Select every line of the rows below that contains the word "pants", and copy each one. Case counts.

Data rows:
Begin

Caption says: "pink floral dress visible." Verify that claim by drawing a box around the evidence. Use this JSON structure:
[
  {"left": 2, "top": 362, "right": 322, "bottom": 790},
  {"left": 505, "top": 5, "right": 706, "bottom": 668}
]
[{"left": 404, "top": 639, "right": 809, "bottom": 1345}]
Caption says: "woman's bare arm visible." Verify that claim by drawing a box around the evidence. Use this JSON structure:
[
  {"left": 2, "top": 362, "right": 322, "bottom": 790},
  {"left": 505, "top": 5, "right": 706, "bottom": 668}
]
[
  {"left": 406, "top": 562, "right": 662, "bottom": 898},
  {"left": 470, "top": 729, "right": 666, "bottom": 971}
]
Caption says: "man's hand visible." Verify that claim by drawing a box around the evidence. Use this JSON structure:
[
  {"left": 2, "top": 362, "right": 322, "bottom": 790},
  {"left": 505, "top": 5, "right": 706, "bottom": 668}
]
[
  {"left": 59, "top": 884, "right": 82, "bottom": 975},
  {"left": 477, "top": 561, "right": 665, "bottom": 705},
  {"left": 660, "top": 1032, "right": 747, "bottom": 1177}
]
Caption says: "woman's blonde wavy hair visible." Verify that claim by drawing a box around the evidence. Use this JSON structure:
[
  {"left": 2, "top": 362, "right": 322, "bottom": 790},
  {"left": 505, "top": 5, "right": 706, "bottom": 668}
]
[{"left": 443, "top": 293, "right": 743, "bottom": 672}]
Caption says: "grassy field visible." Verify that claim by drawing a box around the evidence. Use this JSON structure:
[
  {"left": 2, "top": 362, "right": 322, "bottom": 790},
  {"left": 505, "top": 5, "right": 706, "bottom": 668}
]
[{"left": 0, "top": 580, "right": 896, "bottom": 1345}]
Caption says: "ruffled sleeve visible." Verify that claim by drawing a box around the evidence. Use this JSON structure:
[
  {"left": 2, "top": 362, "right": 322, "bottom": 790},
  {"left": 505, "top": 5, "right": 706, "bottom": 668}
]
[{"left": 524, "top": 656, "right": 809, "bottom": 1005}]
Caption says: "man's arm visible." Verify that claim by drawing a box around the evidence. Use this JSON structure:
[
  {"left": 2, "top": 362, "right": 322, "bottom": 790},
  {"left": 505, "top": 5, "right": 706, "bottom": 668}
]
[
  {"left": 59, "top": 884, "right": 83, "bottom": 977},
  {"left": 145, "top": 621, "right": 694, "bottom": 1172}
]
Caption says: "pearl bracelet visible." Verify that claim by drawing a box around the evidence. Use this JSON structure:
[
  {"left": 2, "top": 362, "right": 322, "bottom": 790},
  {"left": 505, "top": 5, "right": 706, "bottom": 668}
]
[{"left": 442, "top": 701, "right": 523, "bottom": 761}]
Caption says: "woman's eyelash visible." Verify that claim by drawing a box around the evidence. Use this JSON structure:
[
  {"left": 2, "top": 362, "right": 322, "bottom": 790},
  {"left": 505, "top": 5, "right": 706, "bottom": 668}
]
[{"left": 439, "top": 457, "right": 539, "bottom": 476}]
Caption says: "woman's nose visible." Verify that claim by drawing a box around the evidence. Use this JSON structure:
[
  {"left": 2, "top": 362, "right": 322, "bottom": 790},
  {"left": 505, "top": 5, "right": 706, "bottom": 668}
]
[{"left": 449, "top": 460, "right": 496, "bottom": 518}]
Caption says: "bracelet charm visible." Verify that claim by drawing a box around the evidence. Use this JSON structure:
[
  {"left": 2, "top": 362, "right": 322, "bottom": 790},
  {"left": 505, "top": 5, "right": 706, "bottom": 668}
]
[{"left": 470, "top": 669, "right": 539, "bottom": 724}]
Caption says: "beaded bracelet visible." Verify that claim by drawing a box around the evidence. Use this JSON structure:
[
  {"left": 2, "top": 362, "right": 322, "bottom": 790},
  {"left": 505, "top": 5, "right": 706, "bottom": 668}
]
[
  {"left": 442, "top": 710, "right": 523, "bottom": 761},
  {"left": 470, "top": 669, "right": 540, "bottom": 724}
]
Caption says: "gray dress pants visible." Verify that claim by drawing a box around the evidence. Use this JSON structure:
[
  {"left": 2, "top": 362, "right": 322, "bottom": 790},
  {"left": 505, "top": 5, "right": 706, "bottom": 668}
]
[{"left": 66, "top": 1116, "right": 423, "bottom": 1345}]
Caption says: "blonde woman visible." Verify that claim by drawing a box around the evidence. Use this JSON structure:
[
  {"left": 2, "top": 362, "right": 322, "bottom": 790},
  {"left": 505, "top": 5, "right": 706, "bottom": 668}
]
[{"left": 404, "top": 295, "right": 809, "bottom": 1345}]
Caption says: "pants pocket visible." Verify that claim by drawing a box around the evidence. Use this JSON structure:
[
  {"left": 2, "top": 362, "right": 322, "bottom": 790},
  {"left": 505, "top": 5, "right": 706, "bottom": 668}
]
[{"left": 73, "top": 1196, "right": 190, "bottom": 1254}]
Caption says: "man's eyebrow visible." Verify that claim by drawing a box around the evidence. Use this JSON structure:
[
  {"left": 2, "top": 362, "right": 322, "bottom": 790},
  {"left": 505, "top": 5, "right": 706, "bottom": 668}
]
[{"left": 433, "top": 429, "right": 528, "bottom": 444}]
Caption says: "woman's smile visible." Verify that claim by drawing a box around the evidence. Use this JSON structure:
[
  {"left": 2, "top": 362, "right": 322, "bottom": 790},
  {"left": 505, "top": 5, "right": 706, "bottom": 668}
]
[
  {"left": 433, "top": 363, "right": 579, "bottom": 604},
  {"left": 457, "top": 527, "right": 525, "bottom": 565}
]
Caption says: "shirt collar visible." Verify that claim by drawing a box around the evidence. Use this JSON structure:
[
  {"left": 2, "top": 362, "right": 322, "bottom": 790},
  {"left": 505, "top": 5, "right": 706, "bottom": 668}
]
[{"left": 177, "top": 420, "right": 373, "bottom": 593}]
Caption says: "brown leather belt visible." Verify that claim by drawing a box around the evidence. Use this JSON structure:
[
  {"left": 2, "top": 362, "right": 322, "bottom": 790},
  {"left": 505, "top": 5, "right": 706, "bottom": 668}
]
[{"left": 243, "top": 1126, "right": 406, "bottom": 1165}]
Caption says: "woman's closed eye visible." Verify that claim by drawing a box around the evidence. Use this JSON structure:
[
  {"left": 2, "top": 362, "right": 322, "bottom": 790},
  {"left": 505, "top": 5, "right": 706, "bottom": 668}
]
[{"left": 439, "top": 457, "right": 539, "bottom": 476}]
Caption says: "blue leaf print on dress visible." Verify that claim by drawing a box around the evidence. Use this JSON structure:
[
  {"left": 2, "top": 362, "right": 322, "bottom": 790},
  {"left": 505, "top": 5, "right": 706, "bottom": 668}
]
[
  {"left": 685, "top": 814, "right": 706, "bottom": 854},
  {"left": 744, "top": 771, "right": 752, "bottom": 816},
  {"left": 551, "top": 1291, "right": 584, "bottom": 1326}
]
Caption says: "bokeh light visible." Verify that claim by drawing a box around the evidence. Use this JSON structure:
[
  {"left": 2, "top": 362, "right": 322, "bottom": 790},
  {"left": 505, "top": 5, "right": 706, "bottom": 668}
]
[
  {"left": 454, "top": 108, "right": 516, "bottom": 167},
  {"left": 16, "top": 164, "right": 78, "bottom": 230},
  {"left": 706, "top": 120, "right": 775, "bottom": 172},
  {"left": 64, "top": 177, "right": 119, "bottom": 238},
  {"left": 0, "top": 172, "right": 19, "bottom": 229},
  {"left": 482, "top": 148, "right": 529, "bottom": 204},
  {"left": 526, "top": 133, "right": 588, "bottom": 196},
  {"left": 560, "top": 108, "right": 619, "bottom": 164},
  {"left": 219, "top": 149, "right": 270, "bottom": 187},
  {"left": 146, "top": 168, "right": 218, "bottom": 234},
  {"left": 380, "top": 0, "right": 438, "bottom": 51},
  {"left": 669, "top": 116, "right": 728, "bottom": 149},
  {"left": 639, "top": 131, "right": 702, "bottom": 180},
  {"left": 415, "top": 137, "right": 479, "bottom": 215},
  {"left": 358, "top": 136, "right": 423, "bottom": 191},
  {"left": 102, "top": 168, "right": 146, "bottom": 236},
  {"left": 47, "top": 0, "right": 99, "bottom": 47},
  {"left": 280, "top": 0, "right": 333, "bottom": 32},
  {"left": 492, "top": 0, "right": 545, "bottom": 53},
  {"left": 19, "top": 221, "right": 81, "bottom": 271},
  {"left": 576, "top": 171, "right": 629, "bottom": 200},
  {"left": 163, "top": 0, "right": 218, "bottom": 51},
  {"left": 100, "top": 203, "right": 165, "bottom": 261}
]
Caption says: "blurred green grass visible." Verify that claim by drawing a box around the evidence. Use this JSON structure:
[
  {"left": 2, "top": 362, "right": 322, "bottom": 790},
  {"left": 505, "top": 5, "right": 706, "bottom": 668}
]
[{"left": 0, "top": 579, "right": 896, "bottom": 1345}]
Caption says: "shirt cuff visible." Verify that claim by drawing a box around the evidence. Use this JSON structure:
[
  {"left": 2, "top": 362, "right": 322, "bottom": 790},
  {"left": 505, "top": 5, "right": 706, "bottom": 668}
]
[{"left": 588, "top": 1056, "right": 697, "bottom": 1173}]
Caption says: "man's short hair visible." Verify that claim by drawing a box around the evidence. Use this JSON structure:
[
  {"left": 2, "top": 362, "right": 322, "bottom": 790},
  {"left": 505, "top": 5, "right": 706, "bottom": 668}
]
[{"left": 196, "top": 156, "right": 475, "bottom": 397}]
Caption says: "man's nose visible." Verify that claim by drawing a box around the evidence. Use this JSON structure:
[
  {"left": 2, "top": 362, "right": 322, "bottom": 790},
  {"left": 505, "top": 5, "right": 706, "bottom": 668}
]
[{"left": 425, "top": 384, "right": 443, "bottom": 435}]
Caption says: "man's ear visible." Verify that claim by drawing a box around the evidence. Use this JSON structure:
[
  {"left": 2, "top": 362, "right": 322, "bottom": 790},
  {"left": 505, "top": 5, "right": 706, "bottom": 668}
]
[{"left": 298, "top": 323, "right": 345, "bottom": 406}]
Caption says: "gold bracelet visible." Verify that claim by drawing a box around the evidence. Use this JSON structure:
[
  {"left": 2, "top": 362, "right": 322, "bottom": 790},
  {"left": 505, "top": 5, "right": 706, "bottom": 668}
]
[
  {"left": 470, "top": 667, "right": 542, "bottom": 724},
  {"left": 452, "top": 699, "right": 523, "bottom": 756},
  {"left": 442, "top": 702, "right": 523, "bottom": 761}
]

End

Task solution:
Caption says: "gray dress pants visible." Verify that claim by drawing a box around the evidence. Use this JSON structure:
Caption says: "pants pocket visible." Verify that claim by drawing a box around the evidence. Use this JSON structure:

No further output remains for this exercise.